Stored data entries

"""

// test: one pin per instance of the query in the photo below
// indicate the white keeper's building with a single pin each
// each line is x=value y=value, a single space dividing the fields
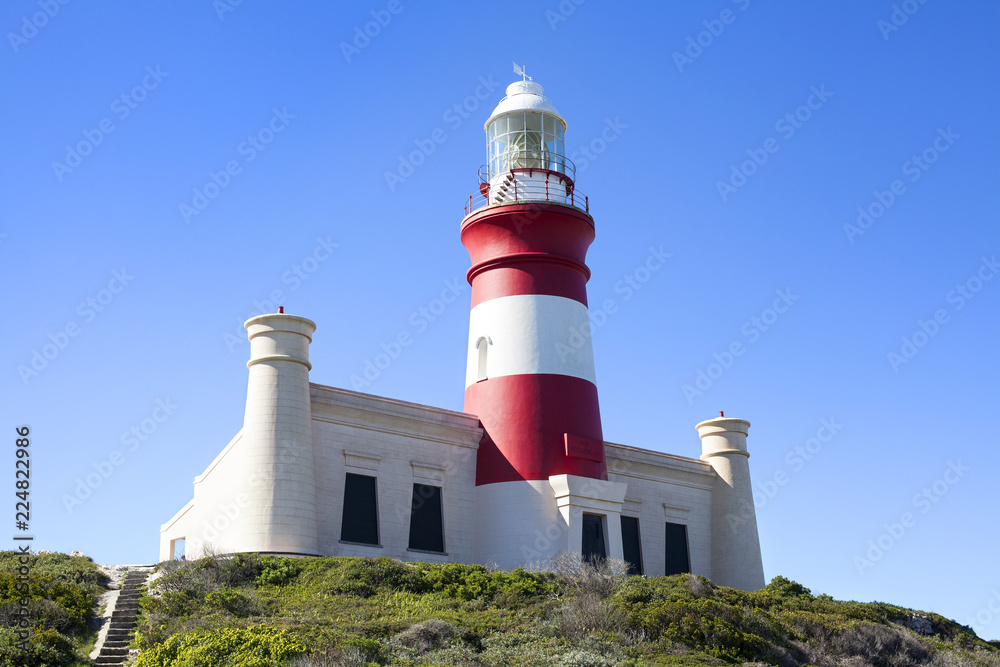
x=524 y=472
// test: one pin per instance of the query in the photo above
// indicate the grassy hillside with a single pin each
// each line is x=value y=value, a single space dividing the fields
x=61 y=594
x=256 y=611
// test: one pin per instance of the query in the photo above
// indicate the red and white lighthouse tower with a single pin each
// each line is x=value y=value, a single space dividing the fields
x=541 y=478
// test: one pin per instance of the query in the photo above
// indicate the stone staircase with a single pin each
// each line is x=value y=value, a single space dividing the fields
x=114 y=651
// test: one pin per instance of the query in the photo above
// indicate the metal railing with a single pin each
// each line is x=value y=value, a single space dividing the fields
x=512 y=190
x=519 y=158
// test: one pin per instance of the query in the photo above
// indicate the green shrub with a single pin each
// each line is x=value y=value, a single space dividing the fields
x=471 y=582
x=76 y=570
x=277 y=571
x=76 y=601
x=231 y=600
x=255 y=646
x=46 y=648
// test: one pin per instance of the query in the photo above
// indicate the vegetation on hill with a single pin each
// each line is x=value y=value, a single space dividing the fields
x=260 y=611
x=61 y=594
x=255 y=611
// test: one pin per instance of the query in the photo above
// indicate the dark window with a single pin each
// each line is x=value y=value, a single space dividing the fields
x=677 y=556
x=593 y=537
x=631 y=547
x=426 y=528
x=360 y=520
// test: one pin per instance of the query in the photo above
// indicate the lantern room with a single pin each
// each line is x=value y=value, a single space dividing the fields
x=526 y=156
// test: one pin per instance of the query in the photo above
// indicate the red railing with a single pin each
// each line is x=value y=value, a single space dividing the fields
x=511 y=190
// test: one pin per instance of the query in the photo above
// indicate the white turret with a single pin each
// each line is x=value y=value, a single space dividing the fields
x=276 y=446
x=736 y=558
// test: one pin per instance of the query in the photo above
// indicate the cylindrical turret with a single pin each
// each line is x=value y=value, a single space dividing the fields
x=276 y=450
x=736 y=558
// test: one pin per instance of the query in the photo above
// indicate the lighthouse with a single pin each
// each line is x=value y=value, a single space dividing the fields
x=541 y=476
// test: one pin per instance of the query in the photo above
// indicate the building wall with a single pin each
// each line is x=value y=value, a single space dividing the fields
x=402 y=443
x=665 y=488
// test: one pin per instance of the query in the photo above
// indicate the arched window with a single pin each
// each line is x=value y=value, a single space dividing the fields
x=483 y=345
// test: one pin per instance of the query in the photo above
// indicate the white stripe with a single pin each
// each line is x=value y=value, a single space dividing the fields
x=530 y=334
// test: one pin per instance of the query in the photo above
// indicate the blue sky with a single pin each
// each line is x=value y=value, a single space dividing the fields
x=331 y=166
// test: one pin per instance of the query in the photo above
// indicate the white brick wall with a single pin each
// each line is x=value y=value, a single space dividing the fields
x=402 y=443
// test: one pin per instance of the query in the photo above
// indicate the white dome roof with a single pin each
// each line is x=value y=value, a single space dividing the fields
x=524 y=96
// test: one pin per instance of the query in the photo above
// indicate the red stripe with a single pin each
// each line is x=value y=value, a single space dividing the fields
x=525 y=418
x=536 y=248
x=514 y=276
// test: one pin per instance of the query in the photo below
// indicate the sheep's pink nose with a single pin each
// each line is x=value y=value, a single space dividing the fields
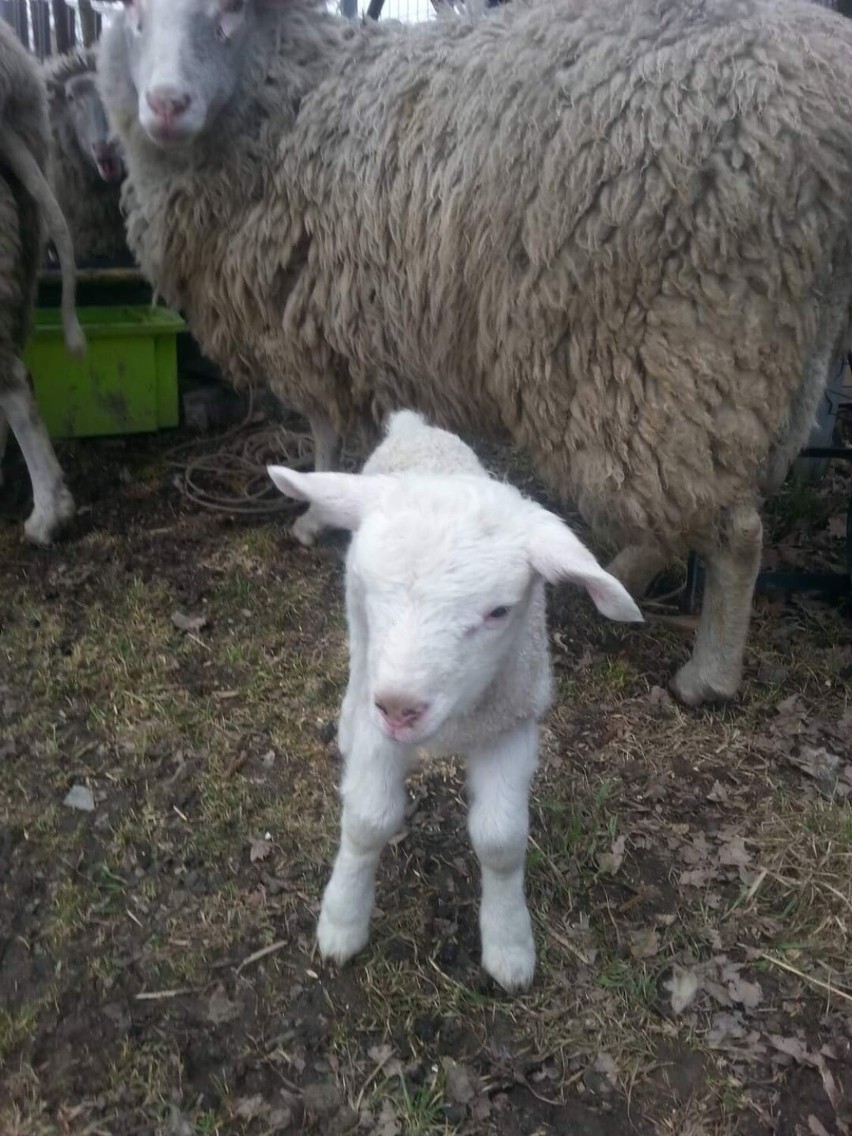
x=167 y=102
x=400 y=710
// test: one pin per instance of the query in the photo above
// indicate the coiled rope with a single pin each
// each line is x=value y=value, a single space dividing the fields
x=226 y=473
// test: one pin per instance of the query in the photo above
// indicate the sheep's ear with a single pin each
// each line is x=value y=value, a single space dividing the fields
x=557 y=554
x=341 y=499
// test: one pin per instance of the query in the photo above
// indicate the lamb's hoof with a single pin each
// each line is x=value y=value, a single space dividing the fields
x=305 y=532
x=694 y=687
x=339 y=942
x=42 y=525
x=512 y=965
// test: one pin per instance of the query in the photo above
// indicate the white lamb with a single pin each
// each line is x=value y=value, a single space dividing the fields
x=448 y=648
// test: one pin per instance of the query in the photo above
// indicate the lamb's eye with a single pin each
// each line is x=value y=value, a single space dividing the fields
x=500 y=612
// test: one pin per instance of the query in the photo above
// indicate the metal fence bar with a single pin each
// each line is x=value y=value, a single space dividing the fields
x=14 y=11
x=63 y=25
x=40 y=17
x=90 y=23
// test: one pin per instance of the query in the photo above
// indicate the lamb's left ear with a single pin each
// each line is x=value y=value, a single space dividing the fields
x=557 y=554
x=341 y=500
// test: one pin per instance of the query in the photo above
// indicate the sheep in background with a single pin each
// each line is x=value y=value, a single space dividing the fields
x=448 y=649
x=88 y=167
x=617 y=233
x=26 y=202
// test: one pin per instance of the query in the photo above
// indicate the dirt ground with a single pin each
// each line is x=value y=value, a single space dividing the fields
x=169 y=681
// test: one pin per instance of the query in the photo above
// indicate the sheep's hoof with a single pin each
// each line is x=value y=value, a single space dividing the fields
x=511 y=965
x=42 y=525
x=339 y=942
x=694 y=686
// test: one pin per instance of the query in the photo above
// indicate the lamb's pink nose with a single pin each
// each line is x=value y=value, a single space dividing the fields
x=400 y=711
x=167 y=102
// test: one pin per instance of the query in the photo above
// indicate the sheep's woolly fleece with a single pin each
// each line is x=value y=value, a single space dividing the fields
x=24 y=109
x=617 y=231
x=91 y=206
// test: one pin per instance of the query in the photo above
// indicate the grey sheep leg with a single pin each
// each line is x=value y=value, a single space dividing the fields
x=326 y=458
x=732 y=565
x=52 y=503
x=3 y=440
x=636 y=565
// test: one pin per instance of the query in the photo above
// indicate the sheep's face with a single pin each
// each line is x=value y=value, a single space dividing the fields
x=441 y=574
x=80 y=106
x=185 y=59
x=442 y=585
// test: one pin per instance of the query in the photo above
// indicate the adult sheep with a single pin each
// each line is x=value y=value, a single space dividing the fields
x=26 y=206
x=88 y=168
x=617 y=232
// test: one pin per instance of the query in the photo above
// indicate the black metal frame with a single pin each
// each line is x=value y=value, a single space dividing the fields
x=835 y=583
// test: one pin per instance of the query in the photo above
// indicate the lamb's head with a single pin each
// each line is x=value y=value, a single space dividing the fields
x=77 y=111
x=441 y=575
x=184 y=59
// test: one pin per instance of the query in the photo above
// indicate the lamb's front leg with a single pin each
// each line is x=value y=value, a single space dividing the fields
x=374 y=800
x=499 y=783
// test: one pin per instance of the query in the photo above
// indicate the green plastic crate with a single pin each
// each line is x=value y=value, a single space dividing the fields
x=126 y=383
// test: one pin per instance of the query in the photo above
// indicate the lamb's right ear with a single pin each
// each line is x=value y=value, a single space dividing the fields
x=341 y=499
x=556 y=553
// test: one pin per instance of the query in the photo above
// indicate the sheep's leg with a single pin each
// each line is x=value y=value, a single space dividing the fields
x=3 y=440
x=326 y=458
x=52 y=503
x=636 y=565
x=732 y=565
x=374 y=799
x=499 y=778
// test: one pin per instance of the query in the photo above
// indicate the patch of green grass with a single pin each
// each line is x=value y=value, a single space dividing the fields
x=616 y=675
x=17 y=1027
x=422 y=1112
x=632 y=979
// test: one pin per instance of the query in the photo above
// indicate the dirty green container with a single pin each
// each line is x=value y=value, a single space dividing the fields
x=126 y=383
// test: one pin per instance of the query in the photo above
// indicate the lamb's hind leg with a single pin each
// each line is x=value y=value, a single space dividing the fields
x=52 y=503
x=326 y=457
x=499 y=778
x=732 y=562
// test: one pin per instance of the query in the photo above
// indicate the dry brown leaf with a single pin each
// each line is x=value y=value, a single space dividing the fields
x=612 y=860
x=696 y=877
x=734 y=853
x=798 y=1050
x=718 y=793
x=683 y=986
x=461 y=1082
x=748 y=994
x=220 y=1008
x=644 y=943
x=260 y=849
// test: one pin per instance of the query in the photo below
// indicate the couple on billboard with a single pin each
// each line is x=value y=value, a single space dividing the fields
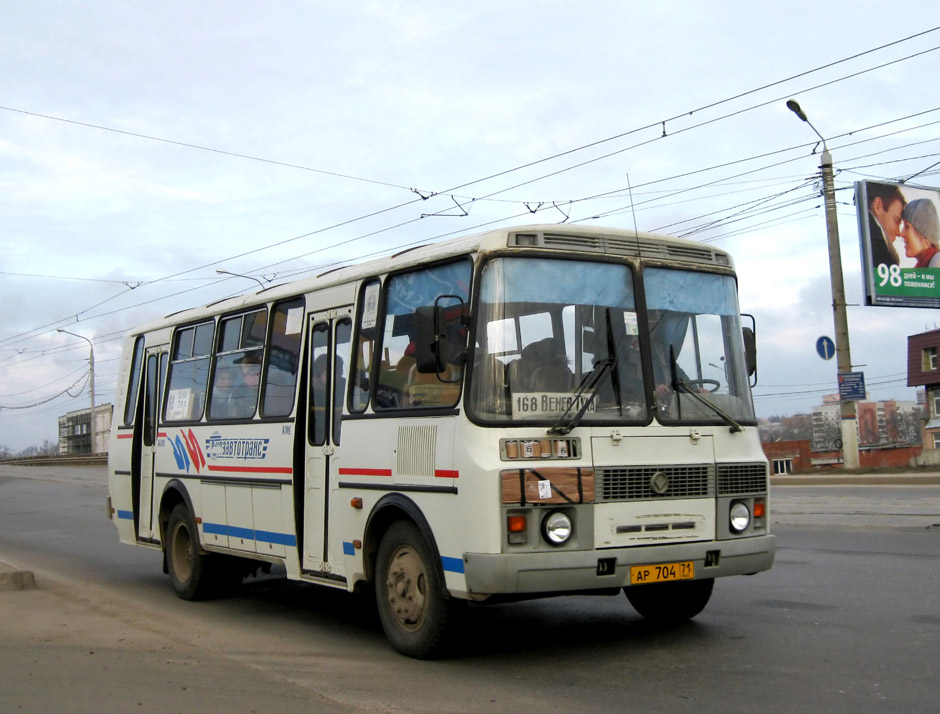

"""

THE PROBLEM. Search the records for the string "hoof" and report each line that has it.

WRITTEN RESPONSE.
// indicate the lamb's hoof with a single pin each
// indicate the sheep's hoof with a single pin each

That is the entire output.